** begin **
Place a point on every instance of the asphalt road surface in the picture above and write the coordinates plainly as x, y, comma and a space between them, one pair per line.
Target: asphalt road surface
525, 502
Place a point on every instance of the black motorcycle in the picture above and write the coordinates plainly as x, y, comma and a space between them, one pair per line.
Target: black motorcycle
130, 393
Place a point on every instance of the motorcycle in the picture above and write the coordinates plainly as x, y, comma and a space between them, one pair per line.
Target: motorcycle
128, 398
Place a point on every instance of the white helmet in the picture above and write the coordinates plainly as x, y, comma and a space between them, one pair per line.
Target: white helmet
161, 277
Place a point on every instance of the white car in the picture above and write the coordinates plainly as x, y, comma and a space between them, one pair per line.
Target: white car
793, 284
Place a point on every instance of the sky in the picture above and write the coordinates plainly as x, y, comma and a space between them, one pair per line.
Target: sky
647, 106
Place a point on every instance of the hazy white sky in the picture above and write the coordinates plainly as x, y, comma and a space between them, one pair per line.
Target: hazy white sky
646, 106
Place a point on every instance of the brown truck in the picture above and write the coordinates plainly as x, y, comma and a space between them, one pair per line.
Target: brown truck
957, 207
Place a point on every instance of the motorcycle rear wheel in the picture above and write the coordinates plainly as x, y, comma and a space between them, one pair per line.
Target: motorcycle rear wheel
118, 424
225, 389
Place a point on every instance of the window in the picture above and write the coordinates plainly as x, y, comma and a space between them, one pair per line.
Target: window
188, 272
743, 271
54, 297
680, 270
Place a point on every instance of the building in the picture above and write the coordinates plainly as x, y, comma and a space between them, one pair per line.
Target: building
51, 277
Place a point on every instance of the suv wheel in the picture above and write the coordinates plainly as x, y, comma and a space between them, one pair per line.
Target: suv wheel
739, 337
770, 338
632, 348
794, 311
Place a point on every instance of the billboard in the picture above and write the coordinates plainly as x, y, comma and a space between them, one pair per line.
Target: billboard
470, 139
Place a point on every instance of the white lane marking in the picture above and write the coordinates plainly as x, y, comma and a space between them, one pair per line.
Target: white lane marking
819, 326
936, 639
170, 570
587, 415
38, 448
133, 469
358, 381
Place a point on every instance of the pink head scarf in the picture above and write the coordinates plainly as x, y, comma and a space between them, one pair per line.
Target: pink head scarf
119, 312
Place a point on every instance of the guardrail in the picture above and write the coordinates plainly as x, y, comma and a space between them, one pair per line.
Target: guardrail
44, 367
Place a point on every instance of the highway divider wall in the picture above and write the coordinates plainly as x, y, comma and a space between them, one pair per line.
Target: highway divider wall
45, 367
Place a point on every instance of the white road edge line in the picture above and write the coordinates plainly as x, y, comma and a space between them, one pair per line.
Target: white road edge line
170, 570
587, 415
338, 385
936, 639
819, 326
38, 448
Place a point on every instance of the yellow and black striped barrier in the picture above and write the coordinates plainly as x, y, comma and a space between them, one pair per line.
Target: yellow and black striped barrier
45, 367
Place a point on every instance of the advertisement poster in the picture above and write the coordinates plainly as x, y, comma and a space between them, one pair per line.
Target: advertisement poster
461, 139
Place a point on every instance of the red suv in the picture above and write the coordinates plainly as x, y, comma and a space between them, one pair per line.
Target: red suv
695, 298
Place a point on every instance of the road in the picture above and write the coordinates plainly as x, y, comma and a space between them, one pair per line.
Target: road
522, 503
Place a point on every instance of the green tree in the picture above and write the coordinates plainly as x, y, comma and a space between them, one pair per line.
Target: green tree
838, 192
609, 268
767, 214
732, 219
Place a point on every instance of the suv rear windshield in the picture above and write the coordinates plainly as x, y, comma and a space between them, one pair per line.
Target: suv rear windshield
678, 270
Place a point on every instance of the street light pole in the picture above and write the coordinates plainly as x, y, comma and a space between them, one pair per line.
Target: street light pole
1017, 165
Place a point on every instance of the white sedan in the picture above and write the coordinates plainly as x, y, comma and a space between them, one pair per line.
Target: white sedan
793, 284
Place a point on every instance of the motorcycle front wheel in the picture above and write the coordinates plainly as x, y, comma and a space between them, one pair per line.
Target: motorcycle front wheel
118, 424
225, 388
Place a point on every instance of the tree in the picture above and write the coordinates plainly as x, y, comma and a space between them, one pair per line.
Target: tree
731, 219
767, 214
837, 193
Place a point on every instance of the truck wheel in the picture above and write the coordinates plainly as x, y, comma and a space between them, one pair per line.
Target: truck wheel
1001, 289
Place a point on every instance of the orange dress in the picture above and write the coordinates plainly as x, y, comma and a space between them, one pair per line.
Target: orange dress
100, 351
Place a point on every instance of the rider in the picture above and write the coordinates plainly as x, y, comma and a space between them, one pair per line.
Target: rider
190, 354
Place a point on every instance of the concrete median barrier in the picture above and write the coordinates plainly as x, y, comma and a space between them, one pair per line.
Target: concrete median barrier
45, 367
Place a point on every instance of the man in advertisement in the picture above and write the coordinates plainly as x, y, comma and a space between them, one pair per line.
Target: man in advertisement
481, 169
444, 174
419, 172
** end **
# Work required:
Rewrite all of the items above, substituting "Mark" for "Place a point on" wherever it occurs and leaving every other part unchanged.

# Solution for this problem:
Mark every instance of the asphalt road surface in the picture above and write the coordinates plainly as x, y, comma and a space between them, one pair per line.
Target: asphalt road surface
525, 502
Mark every instance of the black motorcycle in the picture above and write the coordinates plainly as x, y, comma and a space between them, one pair per line.
Target: black motorcycle
130, 393
Mark every instance of the motorcycle in the picture above and write the coordinates plainly as x, y, comma and a space between them, one pair per line.
Target: motorcycle
128, 398
Mark every instance of the white helmet in the picture above and write the coordinates plainly as x, y, comma and a space between them, one pair per line.
Target: white helmet
161, 277
Mark every instance of the white car in the picture above and write the coordinates plainly as x, y, comma and a space between them, one pair per line.
Target: white car
793, 284
Mark every instance of the sky in the picture above and write the coordinates plainly as x, y, comma and a space between them, one pair per line.
Target: sky
647, 106
Mark every instance of the hazy white sky in the picture above and write the coordinates plainly as x, y, comma and a space between them, one pair per line.
Target: hazy white sky
646, 106
Mark every instance of the brown truck in the picture above and write the coordinates plainly as x, y, comma and a space between them, one pair per line.
Target: brown truck
957, 207
Mark every instance of the motorcycle rear wheel in the picture above and write the coordinates plainly as x, y, comma and a space between them, one pair per line.
Target: motorcycle rear wheel
118, 424
225, 389
Mark every instance of the window in the picture above and write the coordinates plainly as x, y, comma and a space between them, one pair per line.
Target: window
188, 272
743, 271
54, 297
680, 270
Mark every instance of the building in the picture above and write the coordinates plainly as x, y, comma and a space between them, one pair per line.
Target: building
51, 277
Mark every instance of the suv wheel in the picture above and write the coordinates plainly as x, y, comma and a space between them, one pair per line.
Target: suv wheel
739, 337
770, 338
632, 348
794, 311
Mark every instance of the billboard in the picture above and write the coordinates plainly as x, y, comma and a space between them, one pair per line.
Target: billboard
470, 139
Mark every instance of the white lane marking in the picture above and write the coordinates plainly as x, y, comma and a space between them, one pair per line.
Target: white lane marking
819, 326
936, 639
170, 570
587, 415
38, 448
133, 469
358, 381
Mark every instance of the pink head scarf in the picture above and write the coordinates plainly as x, y, comma and a space between them, one pair per line.
Target: pink head scarf
119, 312
Mark every instance of the guardrail in the picture above and write the coordinates plainly as x, y, comma and a space between them, one pair per line.
Target: guardrail
44, 367
Mark every instance of the highway divider wall in the picture above and write the coordinates plainly as x, y, comma and a space between them, one pair per line.
Target: highway divider wall
45, 367
Mark every instance of the white road edge line in the picture above and write the coordinates plainly as x, y, comma and a space between them, one pair per line.
Target: white road edge line
170, 570
587, 415
338, 385
936, 639
819, 326
38, 448
Mark every instance of the yellow and black striped barrier in the picture above and write the coordinates plainly as x, y, comma and a space between them, one pair per line.
Target: yellow and black striped barrier
45, 367
Mark every instance of the advertisement poster in the picture above and write the coordinates plainly as x, y, comma and a space between them, one pair per line.
Target: advertisement poster
461, 139
Mark every instance of the red suv in the picture above and write the coordinates plainly as x, y, comma and a space between them, one pair per line.
Target: red suv
695, 298
Mark every instance of the road in the picture above and write the coordinates plainly as x, y, comma and a space between them, one pair per line.
Target: road
522, 503
Mark every instance of the green tree in the picture above and write the coordinates plainly as x, y, comma and a space between them, one pair per line.
Target: green tree
838, 192
609, 268
767, 214
732, 219
Mark every instance of the suv rear windshield in the picture above and write the coordinates plainly as x, y, comma and a space between them, one pair per line.
Target: suv rear windshield
678, 270
Mark every instance of the street light pole in the picture above and write the coordinates plainly as x, y, comma and a space between them, one pair per line.
Target: street light pole
1017, 165
Mark every instance of the white sedan in the picture above and write the coordinates plainly as x, y, comma and a space between them, one pair per line.
Target: white sedan
793, 284
Mark every instance of the motorcycle front wheel in the picture above and write the coordinates plainly as x, y, comma and a space between them, one pair per line.
Target: motorcycle front wheel
118, 424
225, 388
Mark every instance of the tree in the picture above and write the coordinates plainly as x, y, comma and a space between them, one pair per line.
Target: tree
731, 219
767, 214
837, 193
Mark every instance of the truck wheel in the picture above and write the coordinates plainly as x, y, comma and a space between them, one pair per line.
Target: truck wheel
1001, 289
Mark every instance of the orange dress in the picture above and write the coordinates plainly as x, y, comma and a space between them, one pair per line.
Target: orange dress
100, 351
Mark every instance of the rider in the picture above and write the coordinates plainly as x, y, comma and a space between them, one pair per line.
Target: rider
190, 354
Mark every instance of the concrete median barrier in the picture above and write the coordinates plainly as x, y, comma and a space between them, one pair per line.
Target: concrete median barrier
45, 367
Mark every instance of the man in advertisement in the picture above and write the coordinates plainly as x, y, comma and a space between them, one pair per line.
Target: man in advertisement
481, 169
444, 174
419, 172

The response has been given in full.